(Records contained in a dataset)
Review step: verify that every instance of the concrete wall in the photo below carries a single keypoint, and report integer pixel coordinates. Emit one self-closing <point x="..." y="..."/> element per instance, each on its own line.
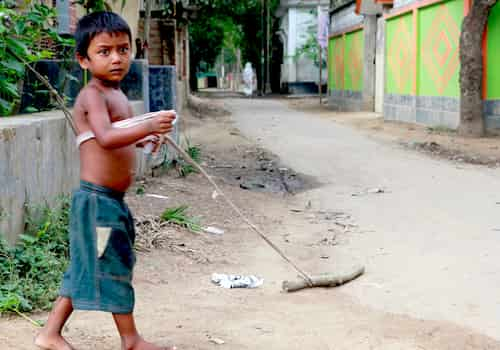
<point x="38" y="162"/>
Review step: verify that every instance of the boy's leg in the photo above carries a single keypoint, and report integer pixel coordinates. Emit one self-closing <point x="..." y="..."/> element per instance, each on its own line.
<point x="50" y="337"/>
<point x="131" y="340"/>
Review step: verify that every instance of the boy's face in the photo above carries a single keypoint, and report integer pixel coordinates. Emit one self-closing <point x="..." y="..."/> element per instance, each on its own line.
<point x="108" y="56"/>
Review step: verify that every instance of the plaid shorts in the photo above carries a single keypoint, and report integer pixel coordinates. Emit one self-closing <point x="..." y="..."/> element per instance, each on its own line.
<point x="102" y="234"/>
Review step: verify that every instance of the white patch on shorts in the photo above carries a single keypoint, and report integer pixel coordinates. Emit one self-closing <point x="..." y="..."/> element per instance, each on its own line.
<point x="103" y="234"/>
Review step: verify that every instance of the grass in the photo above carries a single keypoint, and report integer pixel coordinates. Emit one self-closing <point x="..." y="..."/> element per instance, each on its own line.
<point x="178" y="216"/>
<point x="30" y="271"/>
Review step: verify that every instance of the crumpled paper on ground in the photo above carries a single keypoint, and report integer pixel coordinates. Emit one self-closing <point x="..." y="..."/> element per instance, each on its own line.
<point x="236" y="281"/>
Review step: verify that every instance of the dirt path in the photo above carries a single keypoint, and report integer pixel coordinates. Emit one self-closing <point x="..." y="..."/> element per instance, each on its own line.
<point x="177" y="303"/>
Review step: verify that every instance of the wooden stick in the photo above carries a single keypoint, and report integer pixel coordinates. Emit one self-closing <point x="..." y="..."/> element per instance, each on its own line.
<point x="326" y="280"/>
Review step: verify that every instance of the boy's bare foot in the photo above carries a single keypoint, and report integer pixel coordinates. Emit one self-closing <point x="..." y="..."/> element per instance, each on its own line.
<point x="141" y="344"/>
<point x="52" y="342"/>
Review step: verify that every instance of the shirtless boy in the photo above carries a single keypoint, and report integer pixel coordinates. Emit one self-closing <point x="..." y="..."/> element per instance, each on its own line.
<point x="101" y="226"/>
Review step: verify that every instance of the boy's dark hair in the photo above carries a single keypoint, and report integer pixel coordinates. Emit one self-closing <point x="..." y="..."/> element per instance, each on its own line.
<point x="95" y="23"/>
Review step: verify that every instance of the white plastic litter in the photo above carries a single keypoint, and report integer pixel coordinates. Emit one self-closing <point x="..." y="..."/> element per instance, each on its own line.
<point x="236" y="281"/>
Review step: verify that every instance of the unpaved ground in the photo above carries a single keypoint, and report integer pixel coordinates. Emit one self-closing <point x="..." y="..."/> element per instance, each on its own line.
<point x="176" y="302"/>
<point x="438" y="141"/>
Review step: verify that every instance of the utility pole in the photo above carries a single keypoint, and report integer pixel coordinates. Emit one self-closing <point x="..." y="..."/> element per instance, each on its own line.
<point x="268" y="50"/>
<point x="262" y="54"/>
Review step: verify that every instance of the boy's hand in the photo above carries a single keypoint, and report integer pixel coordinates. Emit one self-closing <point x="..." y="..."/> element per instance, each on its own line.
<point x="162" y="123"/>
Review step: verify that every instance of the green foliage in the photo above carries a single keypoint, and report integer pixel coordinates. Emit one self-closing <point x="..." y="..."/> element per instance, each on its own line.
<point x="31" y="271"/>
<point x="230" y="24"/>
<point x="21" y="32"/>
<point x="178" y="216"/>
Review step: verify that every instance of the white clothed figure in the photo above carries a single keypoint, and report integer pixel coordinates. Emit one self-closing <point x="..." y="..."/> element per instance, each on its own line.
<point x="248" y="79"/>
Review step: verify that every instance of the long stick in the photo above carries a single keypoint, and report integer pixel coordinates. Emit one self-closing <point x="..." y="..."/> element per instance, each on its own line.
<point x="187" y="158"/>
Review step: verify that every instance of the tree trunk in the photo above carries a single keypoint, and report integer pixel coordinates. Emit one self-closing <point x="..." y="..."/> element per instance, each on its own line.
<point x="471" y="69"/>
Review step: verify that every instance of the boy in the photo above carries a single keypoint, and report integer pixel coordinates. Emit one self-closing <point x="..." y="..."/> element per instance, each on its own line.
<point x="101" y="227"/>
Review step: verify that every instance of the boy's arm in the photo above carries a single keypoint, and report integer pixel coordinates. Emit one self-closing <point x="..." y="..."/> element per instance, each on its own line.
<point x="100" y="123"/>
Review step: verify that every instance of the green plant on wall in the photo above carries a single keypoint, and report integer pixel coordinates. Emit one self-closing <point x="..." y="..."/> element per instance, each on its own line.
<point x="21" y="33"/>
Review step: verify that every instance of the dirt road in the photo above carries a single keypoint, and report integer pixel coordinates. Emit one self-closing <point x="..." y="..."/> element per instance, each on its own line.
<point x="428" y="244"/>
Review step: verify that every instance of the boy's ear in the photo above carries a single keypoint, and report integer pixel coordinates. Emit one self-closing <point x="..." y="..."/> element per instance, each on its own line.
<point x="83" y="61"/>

[What needs to be done]: Retype each record exactly as it stands, but do not include the pictures.

[Written response]:
Review step: verify that every instance of the concrete wall in the photo below carries a single keypoint, and report integer pixel coordinates. Emit one self-closing <point x="..." y="..."/> element per instance, each on its own line.
<point x="38" y="162"/>
Review step: verify that every instance of the boy's leg in the photo above carries a single keypoint, and report integer pixel coordinates. Emit one self-closing <point x="..." y="..."/> element per instance, each on its own line.
<point x="50" y="337"/>
<point x="131" y="340"/>
Review step: verify that every instance of the boy's face in the photo above carries a single keypoint, and report integer pixel coordinates. Emit one self-closing <point x="..." y="..."/> element per instance, each on its own line.
<point x="108" y="56"/>
Review step: verify that every instance of the plaid shorts in the photo above carries a single keypoint, and report integer pixel coordinates. Emit one self-closing <point x="..." y="..."/> element per instance, each on its own line.
<point x="102" y="234"/>
Review step: verify that every instance of the white patch on shorts in the photo above carries a single keypoint, and report integer pixel coordinates. Emit one self-closing <point x="..." y="..."/> element per instance, each on its own line.
<point x="103" y="234"/>
Review step: verify that every instance of the grass in the photo above carries a single keypoint, and report integer pixel coordinates. Emit one self-closing <point x="..." y="..."/> element per instance, each on its own line.
<point x="178" y="216"/>
<point x="30" y="271"/>
Review step: verify that every instance of the crumpled paper on ground in the photo above carries a single keypoint, and report integer pixel coordinates. Emit one self-closing <point x="..." y="..."/> element per instance, each on its own line.
<point x="236" y="281"/>
Review step: verify that every instance of the dirt path in the photo above carries a single keypoint, and report integer pixel coordinates. Emit one self-closing <point x="..." y="..."/> element per instance, each on its own line.
<point x="177" y="303"/>
Review step: verify that every instance of the wooden stick in the photo above carries a single keypoint, and report integer pixel coordinates. Emit one self-closing <point x="..." y="..."/> element per instance, each on its own line.
<point x="326" y="280"/>
Review step: verify that every instance of the boy's bare foot in the photo above carries a single keypoint, and report integer pixel coordinates. Emit one self-closing <point x="..." y="..."/> element per instance, each on its own line.
<point x="141" y="344"/>
<point x="52" y="342"/>
Review step: verify that every instance of the shirtless boy in the photo above carries a single keypoint, and report integer pixel coordinates. Emit one self-closing <point x="..." y="..."/> element per instance, each on its own line.
<point x="101" y="226"/>
Review step: verify that every instance of the boy's dark hair in the photo above carries a single keypoint, and report integer pixel coordinates. Emit one self-closing <point x="..." y="..."/> element per instance, each on its own line.
<point x="95" y="23"/>
Review step: verify that every instance of the white plastic litter in the photo above carries a single keypoint, and report integer pixel coordinates. Emit one self-closing <point x="..." y="..."/> element per instance, each on its own line.
<point x="236" y="281"/>
Review step: verify that every instance of the unpaved ground in the photo above carries a single keypoint, and report integer pixel coordinates. Emit one self-closing <point x="..." y="..."/> element per instance, each on its own line.
<point x="176" y="302"/>
<point x="438" y="141"/>
Review step: verify that every instance of the utility pole in the photo above carries a single keypoint, and report integer pixel coordinates. Emit one self-closing <point x="..." y="..."/> element per instance, each on its own line.
<point x="268" y="50"/>
<point x="262" y="54"/>
Review step: verify that every instance of the boy's hand in the photo above carries a single keypoint, and report integer pixel coordinates. Emit one self-closing <point x="..." y="..."/> element per instance, each on its own line.
<point x="162" y="123"/>
Review step: verify that every instance of the green foliage in the photo above carries a single keypoint, and report integer pixel coordinates. Emit one self-closing <point x="..." y="..."/> element per instance, each on its own line.
<point x="31" y="271"/>
<point x="230" y="24"/>
<point x="21" y="32"/>
<point x="178" y="216"/>
Review step: verify that every instance of the white clothed figure in the photo above carries a single keypoint, and report integer pixel coordinates. Emit one self-closing <point x="..." y="..."/> element per instance, each on its own line.
<point x="248" y="79"/>
Review step: verify that every instance of the long stick in the photo above carries a single keypoint, and report integer pixel coordinates. Emit one self-closing <point x="..." y="..."/> element per instance, each on its own line.
<point x="187" y="158"/>
Review step: verify that every instance of the tree trunk in the photo above carries a single keypoint, and report integer pixel coordinates. Emit one self-closing <point x="..." y="..."/> element per instance, each on its own line.
<point x="471" y="69"/>
Review step: verify that every instance of the boy in the photo above carries a single keypoint, and report integer pixel coordinates. Emit one self-closing <point x="..." y="..."/> element per instance, each on its own line.
<point x="101" y="227"/>
Review step: verify that every instance of the boy's arm in the photo above carries a single keypoint, and report integer pixel coordinates. Emit one self-closing <point x="..." y="..."/> element per instance, each on its own line.
<point x="100" y="123"/>
Review step: verify that every instance of the green plant on wall in the photo above carries a single keypoint, and report integer pixel coordinates. Emit one self-closing <point x="..." y="..."/> element per instance, each on its own line.
<point x="21" y="33"/>
Review step: verify that every instance of the dirt road in the photo above carries a single keypoint, and report integer pixel coordinates. Emit one self-closing <point x="..." y="..."/> element per instance, each on its own line.
<point x="428" y="244"/>
Review step: verify that every instance of the boy's ear in the photo above carries a single keypoint, and report integer pixel coordinates. Emit one self-closing <point x="..." y="..."/> element per instance, each on its own line.
<point x="83" y="61"/>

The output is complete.